## Required action
Range to reproduce from the entries below: the line with "Query: chrome side step bar", the line with "this sample: (255,397).", and every line in between. Give them exactly and give nothing else.

## Data section

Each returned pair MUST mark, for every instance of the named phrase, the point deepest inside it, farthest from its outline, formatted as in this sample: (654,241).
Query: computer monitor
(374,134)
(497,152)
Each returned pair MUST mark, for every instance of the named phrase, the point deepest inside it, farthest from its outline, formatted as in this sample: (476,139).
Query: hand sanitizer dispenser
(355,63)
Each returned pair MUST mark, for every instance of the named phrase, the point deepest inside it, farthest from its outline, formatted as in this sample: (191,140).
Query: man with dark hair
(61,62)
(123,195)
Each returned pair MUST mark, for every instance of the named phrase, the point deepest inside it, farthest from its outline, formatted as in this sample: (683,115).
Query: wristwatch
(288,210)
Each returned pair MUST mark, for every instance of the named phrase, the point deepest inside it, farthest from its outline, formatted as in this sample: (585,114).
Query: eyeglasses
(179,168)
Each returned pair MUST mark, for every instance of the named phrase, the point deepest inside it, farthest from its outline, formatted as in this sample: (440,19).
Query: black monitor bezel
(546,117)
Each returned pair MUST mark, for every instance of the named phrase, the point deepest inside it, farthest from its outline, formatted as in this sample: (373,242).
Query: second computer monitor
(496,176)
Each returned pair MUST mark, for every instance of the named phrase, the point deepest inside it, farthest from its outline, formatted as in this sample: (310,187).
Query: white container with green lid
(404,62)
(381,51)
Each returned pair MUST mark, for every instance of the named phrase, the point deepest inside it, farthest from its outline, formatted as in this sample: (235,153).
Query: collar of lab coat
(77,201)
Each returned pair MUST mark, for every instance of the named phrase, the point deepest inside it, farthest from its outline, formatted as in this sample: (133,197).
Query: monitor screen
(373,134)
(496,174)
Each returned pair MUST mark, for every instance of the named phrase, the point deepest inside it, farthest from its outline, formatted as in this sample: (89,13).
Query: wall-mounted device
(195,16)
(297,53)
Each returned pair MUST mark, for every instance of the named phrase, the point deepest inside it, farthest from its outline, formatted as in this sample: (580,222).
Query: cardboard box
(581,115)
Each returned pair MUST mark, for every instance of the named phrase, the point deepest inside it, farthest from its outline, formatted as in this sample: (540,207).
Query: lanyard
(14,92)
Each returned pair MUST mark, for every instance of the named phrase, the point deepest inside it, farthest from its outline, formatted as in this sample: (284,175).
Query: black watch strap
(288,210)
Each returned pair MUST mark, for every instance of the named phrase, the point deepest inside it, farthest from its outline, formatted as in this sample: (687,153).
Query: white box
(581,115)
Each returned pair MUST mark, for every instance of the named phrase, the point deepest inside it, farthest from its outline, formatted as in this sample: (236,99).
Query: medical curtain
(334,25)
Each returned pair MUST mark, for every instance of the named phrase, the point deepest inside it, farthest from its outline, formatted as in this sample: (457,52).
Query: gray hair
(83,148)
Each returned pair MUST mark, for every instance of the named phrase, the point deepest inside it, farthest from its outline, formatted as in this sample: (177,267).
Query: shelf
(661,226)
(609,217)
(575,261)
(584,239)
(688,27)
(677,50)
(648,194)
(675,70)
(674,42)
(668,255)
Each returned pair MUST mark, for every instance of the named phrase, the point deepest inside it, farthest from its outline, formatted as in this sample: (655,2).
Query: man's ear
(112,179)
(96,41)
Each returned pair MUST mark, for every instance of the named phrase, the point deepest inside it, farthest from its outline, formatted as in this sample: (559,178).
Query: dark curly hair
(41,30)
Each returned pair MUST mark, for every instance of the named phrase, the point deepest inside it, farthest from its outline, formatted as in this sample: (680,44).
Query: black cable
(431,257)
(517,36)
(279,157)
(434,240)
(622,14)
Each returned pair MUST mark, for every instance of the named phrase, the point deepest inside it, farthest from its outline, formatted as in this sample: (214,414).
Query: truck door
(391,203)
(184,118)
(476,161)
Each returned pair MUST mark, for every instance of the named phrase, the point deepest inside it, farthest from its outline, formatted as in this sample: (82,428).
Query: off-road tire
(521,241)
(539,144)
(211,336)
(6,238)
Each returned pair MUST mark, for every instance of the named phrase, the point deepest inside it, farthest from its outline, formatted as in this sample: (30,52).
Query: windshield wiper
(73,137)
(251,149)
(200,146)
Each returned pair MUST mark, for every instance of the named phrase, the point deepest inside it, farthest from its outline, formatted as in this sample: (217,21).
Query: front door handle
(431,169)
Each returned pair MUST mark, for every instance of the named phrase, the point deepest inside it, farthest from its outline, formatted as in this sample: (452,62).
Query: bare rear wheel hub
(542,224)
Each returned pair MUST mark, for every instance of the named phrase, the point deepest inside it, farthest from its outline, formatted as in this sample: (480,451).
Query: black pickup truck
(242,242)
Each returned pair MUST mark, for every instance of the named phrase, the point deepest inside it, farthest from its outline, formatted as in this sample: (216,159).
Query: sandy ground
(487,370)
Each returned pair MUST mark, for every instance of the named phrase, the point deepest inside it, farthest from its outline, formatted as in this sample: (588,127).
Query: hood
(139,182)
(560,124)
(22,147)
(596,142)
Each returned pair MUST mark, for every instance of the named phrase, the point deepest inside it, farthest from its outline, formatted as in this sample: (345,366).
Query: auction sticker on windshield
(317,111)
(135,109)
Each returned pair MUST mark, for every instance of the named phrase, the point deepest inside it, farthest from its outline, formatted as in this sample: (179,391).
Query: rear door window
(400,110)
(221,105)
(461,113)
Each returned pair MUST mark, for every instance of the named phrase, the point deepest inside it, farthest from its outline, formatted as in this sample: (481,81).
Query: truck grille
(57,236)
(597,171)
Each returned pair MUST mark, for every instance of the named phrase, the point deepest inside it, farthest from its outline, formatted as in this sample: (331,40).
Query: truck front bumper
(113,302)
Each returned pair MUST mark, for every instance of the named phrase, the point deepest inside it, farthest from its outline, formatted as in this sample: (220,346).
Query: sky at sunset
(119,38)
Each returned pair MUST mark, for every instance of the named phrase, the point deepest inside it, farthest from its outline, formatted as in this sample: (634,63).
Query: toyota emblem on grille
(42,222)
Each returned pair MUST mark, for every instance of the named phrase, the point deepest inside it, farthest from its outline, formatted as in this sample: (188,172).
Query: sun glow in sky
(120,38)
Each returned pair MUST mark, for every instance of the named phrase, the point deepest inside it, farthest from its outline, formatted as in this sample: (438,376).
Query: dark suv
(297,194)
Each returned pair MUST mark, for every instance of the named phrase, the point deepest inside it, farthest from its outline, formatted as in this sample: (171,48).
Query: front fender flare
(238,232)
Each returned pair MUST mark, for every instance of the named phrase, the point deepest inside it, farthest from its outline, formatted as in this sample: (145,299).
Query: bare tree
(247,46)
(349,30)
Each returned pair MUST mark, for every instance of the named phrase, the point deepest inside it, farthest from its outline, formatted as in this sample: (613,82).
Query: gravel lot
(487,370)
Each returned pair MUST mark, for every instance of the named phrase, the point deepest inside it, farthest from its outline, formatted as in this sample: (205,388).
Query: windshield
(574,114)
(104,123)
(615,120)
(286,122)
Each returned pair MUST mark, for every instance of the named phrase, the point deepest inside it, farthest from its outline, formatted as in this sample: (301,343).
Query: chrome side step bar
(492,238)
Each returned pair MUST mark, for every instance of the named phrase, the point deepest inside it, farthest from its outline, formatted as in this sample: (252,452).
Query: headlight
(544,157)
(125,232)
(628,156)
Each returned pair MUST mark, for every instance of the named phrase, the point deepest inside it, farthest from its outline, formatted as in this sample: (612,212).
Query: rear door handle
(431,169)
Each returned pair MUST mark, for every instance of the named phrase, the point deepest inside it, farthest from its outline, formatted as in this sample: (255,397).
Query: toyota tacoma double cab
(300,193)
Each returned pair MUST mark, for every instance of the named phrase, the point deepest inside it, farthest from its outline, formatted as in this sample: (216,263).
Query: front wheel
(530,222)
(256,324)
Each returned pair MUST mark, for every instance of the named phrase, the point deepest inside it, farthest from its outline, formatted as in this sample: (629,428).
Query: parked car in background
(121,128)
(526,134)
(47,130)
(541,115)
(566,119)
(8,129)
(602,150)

## Task response
Query: chrome side step bar
(492,238)
Each returned pair MUST mark, for every instance of the named phrase, the point deepest inside it, farthest from its outline, formatted as in this sample: (252,452).
Query: headlight
(544,157)
(125,232)
(628,156)
Each returned pair MUST mark, for every instance of the named phrase, the point deepest inside it, farthest from its outline, formatted as in this sample: (612,212).
Query: rear door handle
(431,169)
Each returned pair MUST mark, for every instance of the named phrase, the point deepest inside it, farthest from its outline, formatted as in this sample: (255,397).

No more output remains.